Text section:

Seventy-five percent of the world’s poor are smallscale farmers. We have an agricultural system which is upside down and backwards, which has replaced diversity with monocultures and self-sufficiency with increased dependency on markets. It has created the myth of cheap food, without taking into account the destruction of the environment and the livelihoods of small scale farmers, for whom access to land is a matter of life and death. Some of the land deals involve the best agricultural land, not degraded soils. Land grabs also raise concerns in terms of climate change. These deals are about creating large monoculture farms, where the work is done by machines.

Scientific assessments have already shown the large social and environmental footprint of agriculture, including its contribution to climate change and the degradation of natural resources: the loss of habitats and biodiversity, and increased water scarcity. Take the case of the Addax Bioenergy project in Sierra Leone, where cassava and sugarcane are grown, with an enormous amount of pesticides and chemicals, to produce ethanol for Europe. This does not meet the food needs of local people. The company does not employ many local people and when their lease expires, in 99 years, they will leave a barren land with loads of chemicals. Industrial farming is a recipe for disaster when it comes to climate change.

So is foreign investment a recipe for disaster too?

We are not against foreign investment, but you have to question who benefits. In the foreword to our report, Howard Buffett, the eldest son of billionaire Warren Buffett, tells of a deal that he was offered by a government prepared to provide 70 percent of the financing and all utilities, a 98 year lease requiring no payment in the first 4 years, and all this at the cost of US$ 2.91 per acre per year. This is not investment; it’s exploitation, depleting the resources of third world countries. If the World Bank is advising governments of poor nations to provide these schemes for the rich, why can’t they be advised to support smallholder farmers to grow food on their fields for their families and communities?

Don’t you believe the in the good intentions and corporate responsibility of large companies?

The Oakland Institute is not in the business of judging big corporations, but we do believe it is important to question why foreign investors take precedence in land acquisition in poor countries where so many people lack land rights.

If land can be found to provide ethanol for Europe, why can’t measures be taken to deal with food insecurity among local communities? Is there any evidence that land deals are transparent or democratic? And, even with a brilliant code of conduct, what kind of measures will be taken to minimise environmental and social damage? None of these questions have been answered by any of those involved. And these same questions apply to contract farming. What is grown? For whom? And how?

Set tasks:
**A.** In the interview on land deals, what price per acre per year was Howard Buffett offered?
**B.** Reproduce the passage of the interview on land deals between "Scientific assessments have" and "to climate change.", inclusive.
Rely only on the interview on land deals.

Dataset rows:

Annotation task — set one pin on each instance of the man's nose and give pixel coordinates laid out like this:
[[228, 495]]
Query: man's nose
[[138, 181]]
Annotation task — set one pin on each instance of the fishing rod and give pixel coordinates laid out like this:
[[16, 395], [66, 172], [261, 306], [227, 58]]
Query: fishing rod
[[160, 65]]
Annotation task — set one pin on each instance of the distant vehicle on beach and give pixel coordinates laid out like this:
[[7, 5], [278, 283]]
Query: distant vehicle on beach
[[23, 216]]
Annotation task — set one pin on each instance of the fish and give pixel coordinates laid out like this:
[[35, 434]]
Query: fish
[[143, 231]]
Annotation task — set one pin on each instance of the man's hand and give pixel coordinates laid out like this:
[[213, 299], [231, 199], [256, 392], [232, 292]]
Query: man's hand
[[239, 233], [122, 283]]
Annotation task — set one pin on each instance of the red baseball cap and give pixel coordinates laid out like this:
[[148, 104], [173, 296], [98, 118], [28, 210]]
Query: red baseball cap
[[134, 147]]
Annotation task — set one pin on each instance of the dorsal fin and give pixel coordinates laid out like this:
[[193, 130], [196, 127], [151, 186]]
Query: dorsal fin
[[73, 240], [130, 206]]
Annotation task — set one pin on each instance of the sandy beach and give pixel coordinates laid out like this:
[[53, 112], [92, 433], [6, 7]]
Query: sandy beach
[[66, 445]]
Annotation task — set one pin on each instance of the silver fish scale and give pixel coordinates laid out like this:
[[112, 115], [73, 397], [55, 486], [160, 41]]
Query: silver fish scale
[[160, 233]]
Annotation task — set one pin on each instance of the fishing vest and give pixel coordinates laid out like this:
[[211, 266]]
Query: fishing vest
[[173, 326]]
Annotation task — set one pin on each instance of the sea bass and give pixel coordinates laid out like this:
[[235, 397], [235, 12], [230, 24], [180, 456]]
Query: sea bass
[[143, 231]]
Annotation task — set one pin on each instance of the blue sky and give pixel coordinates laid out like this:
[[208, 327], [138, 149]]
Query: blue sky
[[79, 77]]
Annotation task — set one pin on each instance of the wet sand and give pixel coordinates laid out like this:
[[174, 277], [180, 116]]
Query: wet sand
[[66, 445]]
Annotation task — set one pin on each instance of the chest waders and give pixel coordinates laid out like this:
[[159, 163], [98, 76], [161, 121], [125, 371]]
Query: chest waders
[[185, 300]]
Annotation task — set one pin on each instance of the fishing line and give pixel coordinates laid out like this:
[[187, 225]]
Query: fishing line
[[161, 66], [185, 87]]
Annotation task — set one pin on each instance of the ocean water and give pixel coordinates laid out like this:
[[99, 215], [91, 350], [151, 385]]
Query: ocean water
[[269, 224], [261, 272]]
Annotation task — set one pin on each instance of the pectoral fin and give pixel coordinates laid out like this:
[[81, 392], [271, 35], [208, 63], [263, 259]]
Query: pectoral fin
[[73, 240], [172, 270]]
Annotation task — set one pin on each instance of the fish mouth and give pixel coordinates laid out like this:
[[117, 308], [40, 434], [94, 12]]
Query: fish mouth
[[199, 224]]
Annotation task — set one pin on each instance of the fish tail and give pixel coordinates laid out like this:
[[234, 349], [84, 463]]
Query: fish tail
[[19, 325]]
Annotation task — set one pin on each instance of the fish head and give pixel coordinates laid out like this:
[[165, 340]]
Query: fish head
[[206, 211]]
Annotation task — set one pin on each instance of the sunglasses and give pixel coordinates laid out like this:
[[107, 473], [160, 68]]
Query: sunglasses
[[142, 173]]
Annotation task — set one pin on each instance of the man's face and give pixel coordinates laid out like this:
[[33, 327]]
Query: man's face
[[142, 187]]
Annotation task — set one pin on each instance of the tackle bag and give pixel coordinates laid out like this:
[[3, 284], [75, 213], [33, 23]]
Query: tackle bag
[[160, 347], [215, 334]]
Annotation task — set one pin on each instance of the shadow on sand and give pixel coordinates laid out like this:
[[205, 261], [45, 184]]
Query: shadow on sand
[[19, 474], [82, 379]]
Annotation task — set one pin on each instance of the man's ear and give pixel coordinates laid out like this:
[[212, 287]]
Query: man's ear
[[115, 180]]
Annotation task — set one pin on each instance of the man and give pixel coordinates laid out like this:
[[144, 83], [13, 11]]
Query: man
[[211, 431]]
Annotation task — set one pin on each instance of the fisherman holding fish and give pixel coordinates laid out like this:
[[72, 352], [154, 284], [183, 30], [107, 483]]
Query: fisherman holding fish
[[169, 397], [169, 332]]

* * *

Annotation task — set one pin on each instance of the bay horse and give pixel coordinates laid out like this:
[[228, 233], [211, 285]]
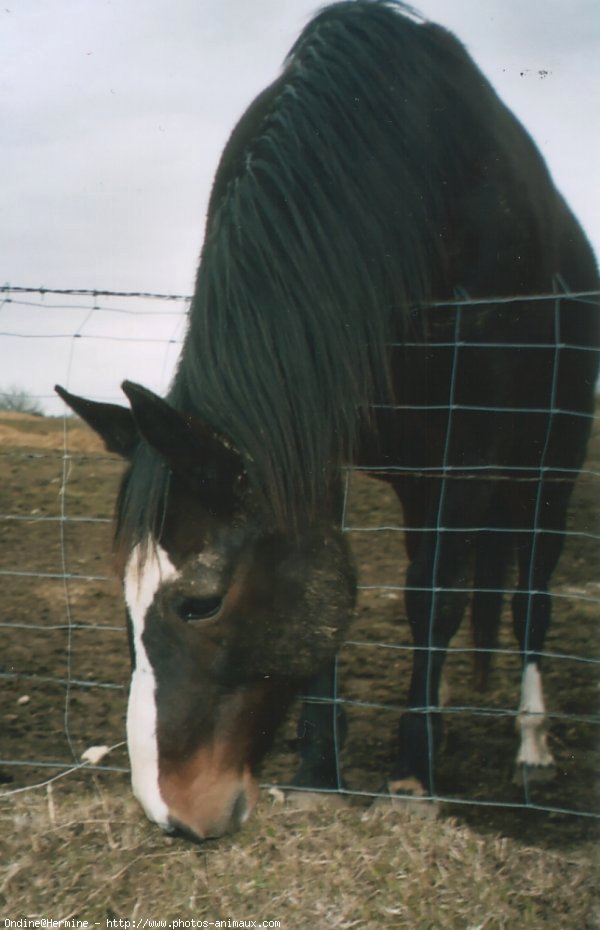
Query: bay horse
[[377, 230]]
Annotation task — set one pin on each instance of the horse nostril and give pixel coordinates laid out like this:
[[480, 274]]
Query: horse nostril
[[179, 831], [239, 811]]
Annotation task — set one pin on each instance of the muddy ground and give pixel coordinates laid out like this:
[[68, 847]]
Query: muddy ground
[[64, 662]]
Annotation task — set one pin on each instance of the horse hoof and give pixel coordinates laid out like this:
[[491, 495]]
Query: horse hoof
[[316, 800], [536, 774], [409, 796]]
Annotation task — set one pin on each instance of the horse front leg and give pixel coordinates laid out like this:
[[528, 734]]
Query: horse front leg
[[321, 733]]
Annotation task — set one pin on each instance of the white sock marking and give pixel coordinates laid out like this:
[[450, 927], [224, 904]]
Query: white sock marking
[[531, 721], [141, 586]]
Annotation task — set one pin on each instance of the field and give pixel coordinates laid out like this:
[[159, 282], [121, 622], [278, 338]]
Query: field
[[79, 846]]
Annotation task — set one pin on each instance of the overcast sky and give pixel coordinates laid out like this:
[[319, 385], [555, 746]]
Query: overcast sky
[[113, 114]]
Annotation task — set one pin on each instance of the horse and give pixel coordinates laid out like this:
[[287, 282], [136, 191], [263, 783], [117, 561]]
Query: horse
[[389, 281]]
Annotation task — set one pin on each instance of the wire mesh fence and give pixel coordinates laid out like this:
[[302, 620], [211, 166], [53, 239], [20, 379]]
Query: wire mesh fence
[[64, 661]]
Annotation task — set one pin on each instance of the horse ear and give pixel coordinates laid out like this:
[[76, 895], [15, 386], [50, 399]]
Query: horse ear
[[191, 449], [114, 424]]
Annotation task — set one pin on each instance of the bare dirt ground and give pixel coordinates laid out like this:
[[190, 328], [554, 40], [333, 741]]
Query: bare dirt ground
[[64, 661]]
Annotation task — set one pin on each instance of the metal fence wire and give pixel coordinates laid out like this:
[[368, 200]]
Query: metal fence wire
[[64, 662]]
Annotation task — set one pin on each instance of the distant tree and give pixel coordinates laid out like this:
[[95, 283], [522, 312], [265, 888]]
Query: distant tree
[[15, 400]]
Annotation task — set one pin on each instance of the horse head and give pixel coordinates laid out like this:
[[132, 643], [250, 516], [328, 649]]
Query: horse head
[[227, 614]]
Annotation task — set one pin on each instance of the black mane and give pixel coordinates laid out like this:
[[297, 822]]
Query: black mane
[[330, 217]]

---

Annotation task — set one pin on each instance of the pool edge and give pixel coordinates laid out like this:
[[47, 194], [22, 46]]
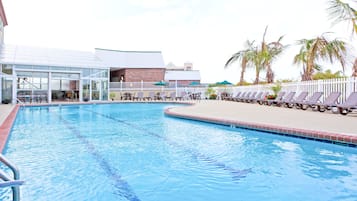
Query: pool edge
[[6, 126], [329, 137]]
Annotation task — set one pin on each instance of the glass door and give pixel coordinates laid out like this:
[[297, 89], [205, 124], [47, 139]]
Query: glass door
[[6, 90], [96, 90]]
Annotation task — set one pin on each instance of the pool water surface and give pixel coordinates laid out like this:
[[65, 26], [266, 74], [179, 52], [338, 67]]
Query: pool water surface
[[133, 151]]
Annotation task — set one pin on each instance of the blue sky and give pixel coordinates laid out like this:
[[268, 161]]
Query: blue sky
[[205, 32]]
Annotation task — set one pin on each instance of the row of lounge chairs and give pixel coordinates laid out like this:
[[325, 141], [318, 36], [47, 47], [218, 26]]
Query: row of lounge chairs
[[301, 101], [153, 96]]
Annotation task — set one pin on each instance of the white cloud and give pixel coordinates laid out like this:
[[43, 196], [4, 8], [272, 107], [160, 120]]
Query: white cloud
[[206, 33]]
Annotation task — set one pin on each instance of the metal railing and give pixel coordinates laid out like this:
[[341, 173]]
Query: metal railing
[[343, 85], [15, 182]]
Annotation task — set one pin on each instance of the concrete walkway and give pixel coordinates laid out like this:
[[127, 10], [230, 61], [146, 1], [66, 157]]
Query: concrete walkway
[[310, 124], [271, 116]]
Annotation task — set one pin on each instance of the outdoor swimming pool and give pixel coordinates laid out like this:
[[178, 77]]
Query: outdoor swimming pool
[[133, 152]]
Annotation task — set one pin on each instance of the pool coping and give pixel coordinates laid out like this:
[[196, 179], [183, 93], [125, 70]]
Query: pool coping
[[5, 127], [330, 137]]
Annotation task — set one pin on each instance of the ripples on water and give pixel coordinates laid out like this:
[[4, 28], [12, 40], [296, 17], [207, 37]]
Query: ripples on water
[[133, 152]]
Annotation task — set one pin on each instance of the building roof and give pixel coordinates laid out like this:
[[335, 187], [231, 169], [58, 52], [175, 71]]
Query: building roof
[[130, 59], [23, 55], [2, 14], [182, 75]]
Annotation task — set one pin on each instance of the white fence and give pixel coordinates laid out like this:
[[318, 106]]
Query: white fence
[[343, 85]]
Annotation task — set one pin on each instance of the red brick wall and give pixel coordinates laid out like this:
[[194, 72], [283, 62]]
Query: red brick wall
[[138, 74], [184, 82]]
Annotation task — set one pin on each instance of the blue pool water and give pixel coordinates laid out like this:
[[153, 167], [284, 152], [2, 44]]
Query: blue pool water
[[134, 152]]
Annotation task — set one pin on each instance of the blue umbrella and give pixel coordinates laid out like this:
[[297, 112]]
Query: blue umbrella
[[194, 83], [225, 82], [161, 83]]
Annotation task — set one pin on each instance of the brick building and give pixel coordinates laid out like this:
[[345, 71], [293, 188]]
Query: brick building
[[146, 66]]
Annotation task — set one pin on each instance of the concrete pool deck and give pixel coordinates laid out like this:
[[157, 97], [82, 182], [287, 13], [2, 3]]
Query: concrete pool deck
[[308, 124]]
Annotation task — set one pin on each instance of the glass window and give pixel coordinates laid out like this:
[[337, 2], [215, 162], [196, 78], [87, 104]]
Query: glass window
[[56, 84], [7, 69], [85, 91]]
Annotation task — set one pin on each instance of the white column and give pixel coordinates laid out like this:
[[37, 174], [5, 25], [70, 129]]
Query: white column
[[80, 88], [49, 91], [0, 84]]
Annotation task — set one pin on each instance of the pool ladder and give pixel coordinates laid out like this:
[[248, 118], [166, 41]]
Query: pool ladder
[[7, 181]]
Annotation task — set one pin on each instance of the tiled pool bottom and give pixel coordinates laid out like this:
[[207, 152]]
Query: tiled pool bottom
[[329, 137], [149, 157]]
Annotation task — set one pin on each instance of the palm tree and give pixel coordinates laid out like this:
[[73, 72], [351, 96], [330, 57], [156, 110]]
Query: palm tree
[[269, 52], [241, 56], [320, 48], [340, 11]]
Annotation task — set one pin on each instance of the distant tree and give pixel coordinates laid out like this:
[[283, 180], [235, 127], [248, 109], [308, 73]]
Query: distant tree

Answers to the exercise:
**A.** US$ 2.91 per acre per year.

**B.**
Scientific assessments have already shown the large social and environmental footprint of agriculture, including its contribution to climate change and the degradation of natural resources: the loss of habitats and biodiversity, and increased water scarcity. Take the case of the Addax Bioenergy project in Sierra Leone, where cassava and sugarcane are grown, with an enormous amount of pesticides and chemicals, to produce ethanol for Europe. This does not meet the food needs of local people. The company does not employ many local people and when their lease expires, in 99 years, they will leave a barren land with loads of chemicals. Industrial farming is a recipe for disaster when it comes to climate change.